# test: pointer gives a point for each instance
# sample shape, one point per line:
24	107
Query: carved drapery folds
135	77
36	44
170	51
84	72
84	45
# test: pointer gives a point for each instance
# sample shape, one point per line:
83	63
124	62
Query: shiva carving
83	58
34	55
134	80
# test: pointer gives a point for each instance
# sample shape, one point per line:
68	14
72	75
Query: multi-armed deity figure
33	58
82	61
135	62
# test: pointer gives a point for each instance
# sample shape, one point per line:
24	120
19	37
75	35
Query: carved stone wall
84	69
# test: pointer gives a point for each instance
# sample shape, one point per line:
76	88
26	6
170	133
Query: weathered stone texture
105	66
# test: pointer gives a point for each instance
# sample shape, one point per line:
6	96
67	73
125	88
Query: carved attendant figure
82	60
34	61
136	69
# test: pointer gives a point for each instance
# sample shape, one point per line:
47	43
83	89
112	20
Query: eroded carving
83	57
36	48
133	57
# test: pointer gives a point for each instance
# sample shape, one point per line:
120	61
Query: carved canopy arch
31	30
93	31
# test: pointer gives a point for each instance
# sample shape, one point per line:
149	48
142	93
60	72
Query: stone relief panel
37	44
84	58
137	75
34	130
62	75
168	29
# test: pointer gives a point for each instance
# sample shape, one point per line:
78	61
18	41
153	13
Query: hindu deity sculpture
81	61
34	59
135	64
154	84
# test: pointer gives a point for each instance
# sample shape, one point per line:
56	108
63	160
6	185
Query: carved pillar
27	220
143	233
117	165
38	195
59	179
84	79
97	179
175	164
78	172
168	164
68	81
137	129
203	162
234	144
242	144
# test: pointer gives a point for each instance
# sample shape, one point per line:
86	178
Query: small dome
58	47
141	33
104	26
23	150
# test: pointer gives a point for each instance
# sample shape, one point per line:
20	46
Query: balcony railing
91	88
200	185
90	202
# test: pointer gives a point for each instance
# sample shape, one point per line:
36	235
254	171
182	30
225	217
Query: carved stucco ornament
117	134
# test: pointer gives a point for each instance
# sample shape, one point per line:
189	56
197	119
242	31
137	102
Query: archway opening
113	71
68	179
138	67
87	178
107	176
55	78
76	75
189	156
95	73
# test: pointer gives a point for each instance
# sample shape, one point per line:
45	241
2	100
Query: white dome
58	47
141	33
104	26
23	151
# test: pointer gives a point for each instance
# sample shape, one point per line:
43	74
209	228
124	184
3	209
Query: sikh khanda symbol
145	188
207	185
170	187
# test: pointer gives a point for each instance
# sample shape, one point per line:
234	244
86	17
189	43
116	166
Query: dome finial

*ACTIVITY*
Without leaving anything out, retype the material exactly.

*RESPONSE TO THIS EXERCISE*
# test: pointer gives a point for each instance
# sample shape, one point per line:
24	107
Query: carved drapery folds
135	77
36	44
170	51
84	72
84	45
# test: pointer gives a point for each instance
# sample shape, one point per line:
83	63
124	62
Query: shiva carving
83	58
34	55
134	80
# test: pointer gives a point for each instance
# sample shape, one point per line:
68	14
72	75
Query: multi-armed deity figure
33	58
82	61
135	62
# test: pointer gives a point for each instance
# sample shape, one point per line:
24	120
19	37
75	35
Query: carved stone wall
84	69
# test: pointer gives a point for each instance
# sample shape, one point per line:
76	88
26	6
170	133
Query: weathered stone texture
105	66
# test: pointer gives a point for each instance
# sample shape, one point per line:
6	96
67	73
125	88
Query: carved attendant figure
82	60
34	61
136	69
# test: pointer gives a point for each instance
# sample shape, one point per line:
47	43
83	89
112	20
Query: eroded carving
83	57
36	48
133	57
# test: pointer gives a point for each instance
# sample shape, one point per line:
120	61
Query: carved canopy arch
31	30
93	31
# test: pointer gives a point for each instance
# sample shape, one point per line:
149	48
142	93
60	72
Query: stone relief panel
37	44
84	58
137	75
34	130
62	75
168	29
# test: pointer gives a point for each instance
# sample shape, one point per line:
78	61
18	41
153	13
Query: hindu deity sculpture
81	61
34	59
135	64
154	84
# test: pointer gives a point for each instance
# sample shape, one point per line:
56	108
63	160
6	185
Query: carved pillar
27	220
143	233
117	165
38	195
59	179
84	79
97	179
175	164
78	172
168	164
68	81
137	129
203	162
234	144
242	144
# test: pointer gives a point for each instance
# sample shape, one point per line:
86	178
Query: small dome
58	47
141	33
104	26
23	150
# test: pointer gives a point for each instance
# sample shape, one point per line:
20	46
Query: balcony railing
91	88
200	185
90	202
# test: pointer gives a point for each instance
# sample shape, one point per line:
36	235
254	171
182	30
225	217
Query: carved stucco ornament
117	134
# test: pointer gives a point for each instance
# sample shape, one point per line:
189	56
197	119
242	31
137	102
Query: archway opening
113	71
68	179
138	67
87	178
107	176
55	78
76	75
189	156
95	73
# test: pointer gives a point for each instance
# sample shape, one point per line:
45	241
2	100
Query: white dome
58	47
141	33
104	26
23	151
# test: pointer gives a point for each instance
# sample shape, one point per line:
43	74
209	228
124	184
3	209
Query: sikh khanda symbol
145	188
207	185
170	187
# test: pointer gives a point for each instance
# sample shape, one point per line:
234	244
86	17
189	43
116	166
Query: dome finial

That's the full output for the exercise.